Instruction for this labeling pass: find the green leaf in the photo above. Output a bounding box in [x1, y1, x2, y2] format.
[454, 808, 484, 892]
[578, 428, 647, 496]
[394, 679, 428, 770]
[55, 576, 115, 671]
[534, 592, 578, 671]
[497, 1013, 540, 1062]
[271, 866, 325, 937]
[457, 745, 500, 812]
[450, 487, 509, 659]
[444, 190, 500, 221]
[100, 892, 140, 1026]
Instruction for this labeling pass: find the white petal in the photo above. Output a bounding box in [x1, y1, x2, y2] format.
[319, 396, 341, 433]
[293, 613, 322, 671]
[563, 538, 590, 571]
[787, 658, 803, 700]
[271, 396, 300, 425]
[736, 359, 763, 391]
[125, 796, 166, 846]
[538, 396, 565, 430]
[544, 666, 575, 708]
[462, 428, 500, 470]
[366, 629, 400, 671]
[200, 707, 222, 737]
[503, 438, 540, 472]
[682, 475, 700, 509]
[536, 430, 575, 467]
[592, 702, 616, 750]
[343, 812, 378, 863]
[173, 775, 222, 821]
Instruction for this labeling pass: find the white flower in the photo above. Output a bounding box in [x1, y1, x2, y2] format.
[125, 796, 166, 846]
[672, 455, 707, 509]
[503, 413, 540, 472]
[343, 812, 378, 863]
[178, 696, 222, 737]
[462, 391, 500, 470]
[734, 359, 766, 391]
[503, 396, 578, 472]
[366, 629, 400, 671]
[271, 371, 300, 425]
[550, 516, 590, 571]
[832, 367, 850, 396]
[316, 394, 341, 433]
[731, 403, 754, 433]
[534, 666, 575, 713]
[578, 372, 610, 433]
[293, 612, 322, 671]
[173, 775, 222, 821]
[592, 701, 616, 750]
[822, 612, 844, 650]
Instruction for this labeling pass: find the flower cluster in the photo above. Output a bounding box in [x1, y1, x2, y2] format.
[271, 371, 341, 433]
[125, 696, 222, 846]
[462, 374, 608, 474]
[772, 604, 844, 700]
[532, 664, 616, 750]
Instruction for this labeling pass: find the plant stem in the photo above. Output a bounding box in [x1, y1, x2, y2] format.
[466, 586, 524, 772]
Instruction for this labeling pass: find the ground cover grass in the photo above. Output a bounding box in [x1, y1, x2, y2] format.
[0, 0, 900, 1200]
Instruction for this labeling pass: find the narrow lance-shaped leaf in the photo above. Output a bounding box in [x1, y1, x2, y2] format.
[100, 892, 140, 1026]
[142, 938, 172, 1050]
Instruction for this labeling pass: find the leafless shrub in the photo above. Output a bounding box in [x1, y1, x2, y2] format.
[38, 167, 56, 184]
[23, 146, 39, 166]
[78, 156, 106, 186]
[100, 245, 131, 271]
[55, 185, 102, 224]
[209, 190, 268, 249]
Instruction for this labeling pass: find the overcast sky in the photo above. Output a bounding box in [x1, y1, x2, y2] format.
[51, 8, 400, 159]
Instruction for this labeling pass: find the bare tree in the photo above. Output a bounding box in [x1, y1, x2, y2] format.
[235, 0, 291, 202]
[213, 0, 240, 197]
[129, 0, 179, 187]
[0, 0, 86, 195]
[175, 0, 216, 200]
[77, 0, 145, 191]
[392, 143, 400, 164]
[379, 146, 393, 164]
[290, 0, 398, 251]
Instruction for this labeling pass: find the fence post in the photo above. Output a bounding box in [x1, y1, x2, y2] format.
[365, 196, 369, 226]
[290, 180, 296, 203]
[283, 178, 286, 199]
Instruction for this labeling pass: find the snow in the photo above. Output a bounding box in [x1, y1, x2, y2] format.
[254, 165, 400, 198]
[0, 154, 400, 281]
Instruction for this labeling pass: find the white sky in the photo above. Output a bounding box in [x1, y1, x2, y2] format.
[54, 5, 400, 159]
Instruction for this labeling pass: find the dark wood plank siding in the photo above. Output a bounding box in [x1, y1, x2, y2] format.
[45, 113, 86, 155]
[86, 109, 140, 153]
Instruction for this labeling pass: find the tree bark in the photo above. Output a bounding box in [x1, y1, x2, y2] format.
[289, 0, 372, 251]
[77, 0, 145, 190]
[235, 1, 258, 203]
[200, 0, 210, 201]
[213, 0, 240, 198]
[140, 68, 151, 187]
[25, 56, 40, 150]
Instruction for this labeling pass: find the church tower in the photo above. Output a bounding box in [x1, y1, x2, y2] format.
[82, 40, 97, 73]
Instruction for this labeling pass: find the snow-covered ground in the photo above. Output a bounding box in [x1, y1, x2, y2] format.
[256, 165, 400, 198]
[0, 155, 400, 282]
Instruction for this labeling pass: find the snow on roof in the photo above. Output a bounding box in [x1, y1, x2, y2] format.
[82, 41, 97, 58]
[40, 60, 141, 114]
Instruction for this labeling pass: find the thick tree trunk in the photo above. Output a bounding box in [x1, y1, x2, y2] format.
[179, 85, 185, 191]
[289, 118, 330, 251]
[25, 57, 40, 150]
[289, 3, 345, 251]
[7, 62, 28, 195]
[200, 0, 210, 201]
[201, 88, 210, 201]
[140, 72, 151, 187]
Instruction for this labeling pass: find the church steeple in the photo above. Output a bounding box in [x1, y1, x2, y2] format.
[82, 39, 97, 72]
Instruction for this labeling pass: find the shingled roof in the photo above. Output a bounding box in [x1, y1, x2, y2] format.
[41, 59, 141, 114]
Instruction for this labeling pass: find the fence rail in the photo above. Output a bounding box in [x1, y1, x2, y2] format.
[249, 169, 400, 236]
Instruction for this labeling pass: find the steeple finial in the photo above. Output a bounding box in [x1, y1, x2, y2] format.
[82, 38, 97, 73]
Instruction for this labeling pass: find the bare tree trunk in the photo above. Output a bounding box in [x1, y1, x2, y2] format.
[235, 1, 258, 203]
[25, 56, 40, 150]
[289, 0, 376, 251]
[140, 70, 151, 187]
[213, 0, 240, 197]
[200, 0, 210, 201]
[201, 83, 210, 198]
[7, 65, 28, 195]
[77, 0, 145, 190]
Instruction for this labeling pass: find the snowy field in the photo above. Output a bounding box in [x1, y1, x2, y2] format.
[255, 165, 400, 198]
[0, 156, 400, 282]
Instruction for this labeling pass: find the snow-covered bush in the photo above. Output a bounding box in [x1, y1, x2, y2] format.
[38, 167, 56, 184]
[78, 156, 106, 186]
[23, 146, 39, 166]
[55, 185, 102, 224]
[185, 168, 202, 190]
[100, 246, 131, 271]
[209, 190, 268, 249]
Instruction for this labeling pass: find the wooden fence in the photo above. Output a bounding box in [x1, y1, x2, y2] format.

### Aim of the exercise:
Add 110 to every bounding box coordinate in the rows starting at the one containing "Instruction for this labeling pass: find the fence post" and ending at the one containing "[0, 155, 400, 282]". Write out each of those rows again, keeping the rows without coordinates unchanged.

### Answer to the exercise:
Instruction for this labeling pass: find the fence post in the photo above. Output a bounding box in [x1, y1, x2, y2] format.
[475, 306, 479, 336]
[400, 290, 406, 313]
[393, 288, 396, 309]
Instruction for this labeling pass: find the snow in the photo above. Output a bounding box in [x1, y1, x2, y2] format.
[364, 275, 510, 308]
[110, 264, 510, 391]
Instruction for this labeling pass: find the white sky in the photo above. Output a bounding box in [x1, y1, x2, y2] format.
[164, 115, 510, 269]
Instruction for this labeling pass: find the dark wood plank siding in the photo above. Output a bounding box in [x1, y1, x2, y2] format.
[155, 223, 196, 265]
[196, 219, 250, 263]
Instruction for this labeling pass: find the tree bark in the photo above. Output a bounding box in [x1, y1, x2, y2] format.
[399, 110, 482, 361]
[187, 110, 255, 300]
[345, 111, 368, 313]
[310, 110, 320, 311]
[323, 110, 350, 308]
[250, 178, 261, 297]
[135, 166, 150, 260]
Instruction for this labeling pass: find the church tower in the photo above. Output a bounding box in [x1, y1, x2, y2] format.
[192, 150, 207, 183]
Instruction for this labeling pass: find the snow-covered ground in the photo above. Output a bounding box in [x1, y1, x2, y2] format.
[366, 275, 510, 308]
[110, 265, 510, 392]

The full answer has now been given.